● **課題内容**: 小説『日本沈没』の田所博士と渡老人を論じた本文を、最後の文の後から書き継いでください。

● **本文抜粋**:
========

私の田所博士研究も、最後の方になってきました。
おかげで、「科学者は何をすべきか」、また、「その資質として何を持つべきか」、それらが、この歳にしてですが、ようやくはっきりとわかったような気がしてきました。
さて、小説の作者は、田所博士をして、マスコミをにぎわした「変人科学者」で終わらせることにはしませんでした。
彼は、それこそ日本列島のほとんどが彼の予見通りに沈みかけたときに、陰で山本首相を支援し、動かしていた渡(わたし)老人のところに現れます。
映画では、渡老人と山本首相が最後の別れをしたのちに、田所博士と出会うシーンとしてつくられていましたが、小説では、渡老人と田所博士がしっかり話し合うところが、最後のクライマックスとなっています。
さて、その大切な田所博士と渡老人の会話を紹介するまえに、渡老人のことを述べておきましょう。
彼の国籍は中国人であり、3代にわたって、このような国の中枢を陰で支える、支援を行う仕事をしてきたようです。
その意味で、「重要な世間の部分」を「渡り歩いてきた」からでしょうか、その名前も渡(わたし)と付けられていました。
この老人、いろいろな方法で、大変な蓄財をされていたようですが、それらを投げうって、「D計画」で人を動かす源、すなわち資金の援助をなさた方でした。
いざとなれば、ヒトもカネも動かせる、あるいは動かせた人だったのです。
そういえば、昨日の忍者映画にも、「わたり」という海を渡り歩くような集団がでてきました。決まった場所に落ち着くことはなく、船で各地を訪れては、何かをしでかす集団でした。
もしかして、渡老人の先祖は、そのような方だったかもしれませんね。
とにかく、日本沈没という巨大現象を前にして、少しもたじろぐことなく、山本首相に、田所博士を紹介し、D計画を実施に向かわせた、それこそ資材を使い尽くしてでも、それを実行させた人物でした。
そして、田所博士を「見聞き」した人物でもありました。
そのシーンを、今一度思い起こしてみましょう。
「科学者にとって一番大切なことは何ですか」
「鋭く、大きなカンです」

========

● **表示項目**:
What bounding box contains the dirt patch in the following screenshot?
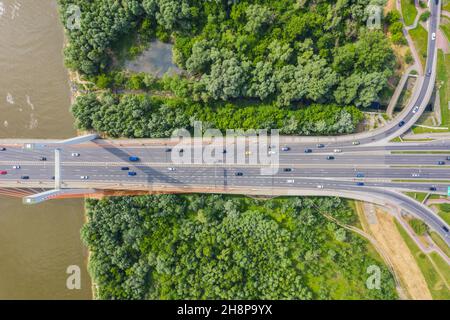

========

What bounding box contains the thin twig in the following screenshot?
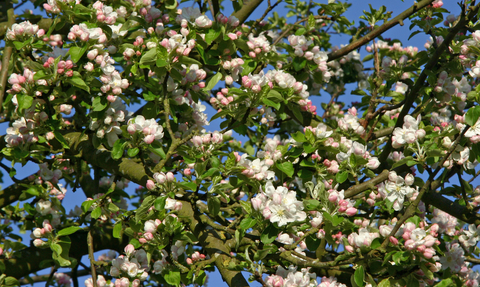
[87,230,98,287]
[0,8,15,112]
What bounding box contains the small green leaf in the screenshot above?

========

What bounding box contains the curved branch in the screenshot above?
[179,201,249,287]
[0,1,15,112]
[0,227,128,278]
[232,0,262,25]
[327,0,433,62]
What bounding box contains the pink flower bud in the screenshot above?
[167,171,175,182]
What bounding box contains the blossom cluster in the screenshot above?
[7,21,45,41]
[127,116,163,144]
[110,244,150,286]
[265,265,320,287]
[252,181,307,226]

========

● **解答**:
この場合の「カン」は、「管」ではなく、「直観」でした。
この一言で、田所博士のすべてを理解し、山本首相に陰で進言し、D計画を開始させたわkですから、その生みの親でもありました。
この映画では、その役を島田正吾さんが見事に演じられていました。
島田さんといえば、国定忠治ですが、私には、映画「男はつらいよ」での松坂慶子さんの義理のお父さん役が「最高によかった」ですね。
その映画のなかで、松坂さんと一緒にタンゴを踊ったシーンは最高に格調高いものでした。
そこで、その渡老人と田所博士という両怪物の話し合いのシーンに戻ることにしましょう。二人とも覚悟を決めて、日本沈没とともに自分の運命も任せることにしていました。
ですから、二人とも腹の据わった本音の意見を吐露し、悔いなく死んでいきたいと思っていたのです。
田所博士が、この渡老人に語りかけたことは、次の2つでした。
①私は、日本が本当に好きだった。だから、自らの命も日本とともに沈めていく。
②日本民族はまだ若い。いままでは、島国のなかで甘えて育ってきた。だから、大陸に逃れた日本人は、そこで鍛えられ、たくましくなっていかねばならない。
自らの命は、日本列島とともに終わるが、残った日本人には熱い期待が寄せられていました。
これには、渡老人も理解を示し、「そうか、あんたは、日本が本当に好きだったんじゃな」と自分と同じ感慨を示されます。
そして、日本民族の行く末についても、田所博士と同じ期待を示されます。ここで、じつは、自分は、日本字ではなく、中国人であったことが明らかにされますが、そこには、他民族者としての彼が、日本に尽くした姿が示されていたのでした。
この結末は、作者の小松左京さんが、これを第一部の終わりとして、次に進む布石であったと思われますが、結局、その第二部の執筆はなされませんでした。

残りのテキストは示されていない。